## ИСХОДНЫЙ ТЕКСТ
+===+
«Взвейтесь кострами, синие ночи»

May 21, 2020 18:09

Елена САВЕНКОВА *

Праздник 75-летия Победы отгремел. Странно он прошел в этом году: пение на балконах, окна, обклеенные голубями и журавлями… Салют в Самаре случился не там, не с теми и не так.

В эти же дни Интернет взорвала новость на грани трэша: екатеринбургская школьница в честь 9 Мая простояла час на гвоздях. Самое время задуматься над тем, как мы отмечаем этот праздник.
И так ли уж непредсказуемы и нелогичны эти странности? Может быть, как раз наоборот: военно-патриотический девятый вал легко объясним всей нашей предшествующей историей и литературой? Тем более что рядом другой праздник - забытое 19 мая, костры и синие ночи, день славной Пионерии. День маленьких мальчиков и девочек, но больших героев. Вот о них и поговорим.
Хотя разговор, конечно, будет не о них - о нас, нерадивых наследниках седой старины. Кажется, и отгремели пионерские барабаны и потух пионерский костер, но, как поется в песне одного бородатого гуру: «До сих пор печёт от его огня…» Да еще как припекает…


[Spoiler (click to open)]
***
К юбилею Победы учителя и библиотекари, пытаясь воскресить дух былого энтузиазма, открыли свои архивные материалы и явили современным школьникам истории о пионерах-героях. И вот дети заучивают наизусть строчки о жизни Зины Портновой, зачитывают на школьных линейках отрывки о мучениях Павлика Гнездилова и призывают равняться на смелость и жертвенность Бори Царикова. Детство - важный образ для назидательных примеров героического самопожертвования. Почему-то в историях о героях бывают нужны дети.
+===+
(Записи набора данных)
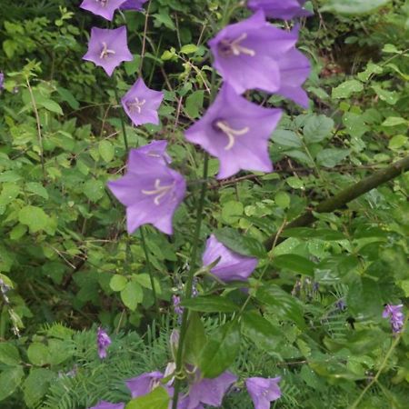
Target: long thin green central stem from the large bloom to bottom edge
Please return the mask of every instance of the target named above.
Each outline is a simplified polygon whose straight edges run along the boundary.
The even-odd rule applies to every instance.
[[[186,281],[186,288],[185,288],[185,299],[189,299],[192,297],[192,290],[193,290],[193,281],[196,269],[196,257],[197,251],[199,248],[199,239],[200,239],[200,231],[202,227],[202,220],[203,220],[203,210],[205,207],[205,195],[207,190],[207,175],[209,170],[209,155],[205,153],[205,163],[203,166],[203,183],[202,189],[200,192],[200,197],[198,200],[197,205],[197,212],[196,212],[196,225],[195,225],[195,235],[194,235],[194,244],[192,247],[192,254],[191,254],[191,266],[189,270],[189,275],[187,276]],[[185,335],[187,331],[187,308],[184,310],[184,314],[182,315],[182,325],[180,329],[180,337],[179,337],[179,345],[177,347],[177,355],[176,355],[176,374],[180,374],[182,371],[183,365],[183,354],[184,354],[184,344],[185,344]],[[175,378],[175,393],[174,393],[174,402],[172,404],[172,409],[177,409],[177,401],[179,398],[179,392],[181,387],[181,379],[176,376]]]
+===+
## ВАША ЗАДАЧА
Напишите продолжение статьи о Дне Победы и пионерах-героях, начиная сразу после её последнего предложения. Эти записи взяты из другого источника.

## ОТВЕТ НА ЗАДАНИЕ
И все это вроде бы правильно и хорошо. «Хорошо, да что-то не хорошо» (Аркадий Гайдар). Потому что жертвенность и героизм - опасная формула, которая содержит в свернутом виде весьма специфическую культурную память.
В нашем сегодняшнем представлении смерть ребенка - это экстремальная ситуация, этически определяемая предельно однозначно. Трудно при разговоре на эту тему выбрать правильную интонацию. Мы привыкли воспринимать детство как абсолютную ценность, и в его ассоциативное поле не должны попадать темы страдания, крови и боли - таковы нормы современного мира.
Однако даже в 80-е годы ХХ века, которые хоть и подрывают веру в коммунистическое светлое будущее, но еще активно пользуются педагогическими матрицами 50-60-х, в советской культуре воспитания нам предлагается несколько иная картина детства и иное предназначение ребенка.
Особый интерес для анализа жертвенного энтузиазма, как мне кажется, представляют простые, зачастую схематичные повествования, используемые не столько для чтения, сколько в качестве прикладного материала для проведения различных пионерских мероприятий. И именно послевоенный корпус текстов о пионерах-героях особо выразителен.
Именно в этот период образ пионера довольно прочно ассоциируется не только с борьбой за дело коммунизма, но, прежде всего, с самопожертвованием и с особой героической возвышенной смертью.
***
Здесь мы не обойдемся без упоминания своего рода универсальной матрицы повествования о смерти советского ребенка. Я имею в виду «Сказку о Мальчише-Кибальчише и его твердом слове» Аркадия Гайдара, впервые опубликованную в «Пионерской правде» в 1933 году.
Как выглядит гайдаровская сюжетная схема? Повествование начинается с описания «широких полей, зеленых лугов, где рожь росла, где гречиха цвела», а также дома, стоящего «среди густых садов да вишневых кустов». Перед нами идиллия. На этот дивный мир, как и положено, «из-за Черных Гор» приходит злая сила в лице Буржуинов.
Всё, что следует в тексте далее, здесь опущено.